=== Requirement ===
The entries are to be given again in full. Every word must match.

=== Section Start ===

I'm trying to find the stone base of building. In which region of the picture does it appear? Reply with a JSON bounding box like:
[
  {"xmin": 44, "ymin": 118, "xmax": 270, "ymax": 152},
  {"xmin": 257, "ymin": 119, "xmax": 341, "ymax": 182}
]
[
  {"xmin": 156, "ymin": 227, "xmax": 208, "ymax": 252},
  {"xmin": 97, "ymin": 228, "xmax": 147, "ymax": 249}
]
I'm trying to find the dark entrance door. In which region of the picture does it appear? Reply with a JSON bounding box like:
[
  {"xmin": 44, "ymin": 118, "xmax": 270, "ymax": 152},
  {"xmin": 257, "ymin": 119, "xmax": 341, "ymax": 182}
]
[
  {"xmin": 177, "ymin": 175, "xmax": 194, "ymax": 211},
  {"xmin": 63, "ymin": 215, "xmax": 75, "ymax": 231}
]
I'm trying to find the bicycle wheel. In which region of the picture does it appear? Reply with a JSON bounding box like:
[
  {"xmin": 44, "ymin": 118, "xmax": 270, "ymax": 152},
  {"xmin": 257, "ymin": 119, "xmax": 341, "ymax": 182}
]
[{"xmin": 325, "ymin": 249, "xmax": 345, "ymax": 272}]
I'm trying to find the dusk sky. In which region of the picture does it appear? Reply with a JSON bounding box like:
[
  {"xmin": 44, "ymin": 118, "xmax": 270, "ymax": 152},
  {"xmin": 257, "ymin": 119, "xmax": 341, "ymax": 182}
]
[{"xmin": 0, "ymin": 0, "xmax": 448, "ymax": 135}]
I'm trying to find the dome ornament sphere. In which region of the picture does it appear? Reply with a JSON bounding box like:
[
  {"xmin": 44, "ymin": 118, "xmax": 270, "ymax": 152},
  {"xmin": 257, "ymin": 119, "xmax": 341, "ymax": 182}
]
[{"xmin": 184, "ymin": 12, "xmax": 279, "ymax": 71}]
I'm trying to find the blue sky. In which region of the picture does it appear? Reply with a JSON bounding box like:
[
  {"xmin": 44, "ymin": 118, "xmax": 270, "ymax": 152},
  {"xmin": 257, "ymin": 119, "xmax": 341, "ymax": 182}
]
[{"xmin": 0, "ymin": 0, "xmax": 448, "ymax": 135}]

=== Section End ===

=== Expected answer ===
I'm trying to find the stone base of building. In which region of the picture does it appear? Reply with a JSON bounding box like:
[
  {"xmin": 44, "ymin": 118, "xmax": 270, "ymax": 152},
  {"xmin": 257, "ymin": 119, "xmax": 341, "ymax": 182}
]
[
  {"xmin": 156, "ymin": 227, "xmax": 208, "ymax": 252},
  {"xmin": 97, "ymin": 228, "xmax": 147, "ymax": 249}
]
I'm trying to find the dark entrance door. In which region of the picture does it appear? Reply with a JSON bounding box like:
[
  {"xmin": 44, "ymin": 118, "xmax": 270, "ymax": 152},
  {"xmin": 257, "ymin": 119, "xmax": 341, "ymax": 182}
]
[
  {"xmin": 177, "ymin": 175, "xmax": 194, "ymax": 211},
  {"xmin": 63, "ymin": 215, "xmax": 75, "ymax": 231}
]
I'm trying to find the bicycle wheel. In which region of the picture does it appear? Reply with a JSON bounding box like:
[
  {"xmin": 44, "ymin": 118, "xmax": 270, "ymax": 152},
  {"xmin": 257, "ymin": 119, "xmax": 341, "ymax": 182}
]
[{"xmin": 325, "ymin": 249, "xmax": 345, "ymax": 272}]
I'm trying to find the dusk sky. In which region of the picture does it appear? Reply with a JSON bounding box like:
[
  {"xmin": 44, "ymin": 118, "xmax": 270, "ymax": 152},
  {"xmin": 257, "ymin": 119, "xmax": 341, "ymax": 182}
]
[{"xmin": 0, "ymin": 0, "xmax": 448, "ymax": 135}]
I'm trying to find the dome ornament sphere. In which region of the picture does it appear? Reply with a JSON bounding box like:
[
  {"xmin": 44, "ymin": 118, "xmax": 270, "ymax": 152},
  {"xmin": 257, "ymin": 119, "xmax": 341, "ymax": 182}
]
[{"xmin": 184, "ymin": 12, "xmax": 279, "ymax": 71}]
I'm trying to find the blue sky. In which region of the picture does it appear? Reply with a JSON bounding box like:
[
  {"xmin": 44, "ymin": 118, "xmax": 270, "ymax": 152},
  {"xmin": 257, "ymin": 119, "xmax": 341, "ymax": 182}
]
[{"xmin": 0, "ymin": 0, "xmax": 448, "ymax": 135}]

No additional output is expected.